Data for review START

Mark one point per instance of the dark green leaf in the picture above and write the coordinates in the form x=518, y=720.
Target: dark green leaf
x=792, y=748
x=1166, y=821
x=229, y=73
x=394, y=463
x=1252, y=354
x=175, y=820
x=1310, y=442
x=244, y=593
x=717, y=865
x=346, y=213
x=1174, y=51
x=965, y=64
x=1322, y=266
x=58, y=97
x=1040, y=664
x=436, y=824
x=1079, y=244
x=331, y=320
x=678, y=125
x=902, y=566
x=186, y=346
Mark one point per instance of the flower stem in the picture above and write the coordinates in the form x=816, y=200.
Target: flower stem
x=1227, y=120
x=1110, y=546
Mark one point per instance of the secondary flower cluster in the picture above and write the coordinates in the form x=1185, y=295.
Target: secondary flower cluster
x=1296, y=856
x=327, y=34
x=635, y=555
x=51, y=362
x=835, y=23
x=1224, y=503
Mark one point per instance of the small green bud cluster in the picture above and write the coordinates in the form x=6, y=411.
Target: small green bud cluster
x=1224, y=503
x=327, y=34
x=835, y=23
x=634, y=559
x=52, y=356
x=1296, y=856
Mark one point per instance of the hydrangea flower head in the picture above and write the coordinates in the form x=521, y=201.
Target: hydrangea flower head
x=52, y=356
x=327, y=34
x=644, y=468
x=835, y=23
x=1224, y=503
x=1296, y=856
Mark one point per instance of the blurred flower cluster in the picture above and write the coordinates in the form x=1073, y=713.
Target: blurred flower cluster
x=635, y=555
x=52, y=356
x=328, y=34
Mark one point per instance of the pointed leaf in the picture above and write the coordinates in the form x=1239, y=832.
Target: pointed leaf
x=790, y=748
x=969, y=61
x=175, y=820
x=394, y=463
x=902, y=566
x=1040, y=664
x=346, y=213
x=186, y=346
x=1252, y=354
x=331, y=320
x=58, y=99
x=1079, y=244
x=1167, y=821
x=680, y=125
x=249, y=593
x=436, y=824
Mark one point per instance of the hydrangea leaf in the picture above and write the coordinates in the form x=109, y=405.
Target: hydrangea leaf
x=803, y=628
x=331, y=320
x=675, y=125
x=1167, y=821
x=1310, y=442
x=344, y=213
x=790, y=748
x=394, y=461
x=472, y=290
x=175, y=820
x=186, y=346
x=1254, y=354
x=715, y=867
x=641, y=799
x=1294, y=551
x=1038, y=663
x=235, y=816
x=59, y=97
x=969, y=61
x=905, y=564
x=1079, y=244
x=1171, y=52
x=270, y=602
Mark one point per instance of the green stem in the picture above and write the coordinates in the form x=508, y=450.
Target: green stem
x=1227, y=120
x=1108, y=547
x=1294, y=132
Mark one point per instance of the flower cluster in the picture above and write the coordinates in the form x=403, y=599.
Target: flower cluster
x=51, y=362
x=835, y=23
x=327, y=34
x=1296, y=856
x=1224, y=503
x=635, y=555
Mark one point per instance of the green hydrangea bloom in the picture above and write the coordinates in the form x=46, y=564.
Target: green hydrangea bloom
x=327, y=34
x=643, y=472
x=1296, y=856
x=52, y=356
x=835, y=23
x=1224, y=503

Data for review END

None of the records may be skipped; each is to be repeated exactly.

Output for this task:
Mark one point per instance of the dark green leaf in the picture above and write the coordinates in the form x=518, y=720.
Target: dark green leaf
x=792, y=748
x=1166, y=821
x=229, y=73
x=394, y=463
x=1252, y=354
x=175, y=820
x=1310, y=442
x=244, y=593
x=717, y=865
x=346, y=213
x=1174, y=51
x=965, y=64
x=1322, y=266
x=58, y=97
x=1040, y=664
x=436, y=824
x=1079, y=244
x=331, y=320
x=678, y=125
x=902, y=566
x=186, y=346
Mark one point per instance of the flower stem in the picture above and write the coordinates in the form x=816, y=200.
Target: flower stem
x=1227, y=120
x=1110, y=546
Mark one point per instance of the secondary flower cluster in the picture above and write the coordinates in the form x=1185, y=295.
Target: secondary flower cluster
x=1296, y=856
x=327, y=34
x=635, y=555
x=51, y=362
x=835, y=23
x=1224, y=503
Mark one point per instance of the small green bud cluster in the picture above and write the coordinates in the form x=6, y=411.
Target: small green bud cluster
x=1224, y=503
x=327, y=34
x=835, y=23
x=634, y=559
x=52, y=356
x=1296, y=856
Mark one point per instance of the hydrangea flower head in the picture above and write the coordinates in the form x=521, y=201.
Target: hydrangea flower head
x=52, y=356
x=327, y=34
x=644, y=468
x=835, y=23
x=1224, y=503
x=1296, y=856
Mark one point per instance of the blurred flower cluster in the picture above and write the coordinates in the form x=1073, y=713.
Target: blurred flower cluster
x=635, y=555
x=52, y=356
x=328, y=34
Mark one point per instance of the pointed leaf in the picture above and write the coordinates in the form x=1239, y=832.
Target: pointed leaf
x=790, y=748
x=969, y=61
x=175, y=820
x=394, y=463
x=902, y=566
x=1040, y=664
x=346, y=213
x=186, y=346
x=1252, y=354
x=331, y=320
x=58, y=99
x=1079, y=244
x=1167, y=821
x=680, y=125
x=249, y=593
x=436, y=824
Mark one point per instance of the hydrangea leaf in the picture above and write the coordinates in the form x=109, y=405.
Target: hydrangea leaf
x=803, y=628
x=331, y=320
x=675, y=125
x=1167, y=821
x=1310, y=442
x=344, y=213
x=790, y=748
x=394, y=461
x=472, y=290
x=175, y=820
x=186, y=346
x=1254, y=354
x=715, y=867
x=641, y=799
x=1294, y=551
x=1038, y=663
x=235, y=816
x=59, y=97
x=969, y=61
x=905, y=564
x=1079, y=244
x=1171, y=52
x=270, y=602
Mark one point per instance of the green stem in the picture above and write the coordinates in the form x=508, y=450.
Target: green stem
x=1227, y=120
x=1108, y=547
x=1294, y=132
Mark one point per instance of the flower cluster in the picture above and write the coordinates in the form x=403, y=599.
Target: flower cluster
x=51, y=362
x=835, y=23
x=327, y=34
x=1296, y=856
x=1224, y=503
x=635, y=555
Mark one point per instance of the green hydrangea bloom in the picture above and write the coordinates in the form x=46, y=564.
Target: green hydrangea bloom
x=327, y=34
x=643, y=472
x=1296, y=856
x=52, y=356
x=835, y=23
x=1224, y=503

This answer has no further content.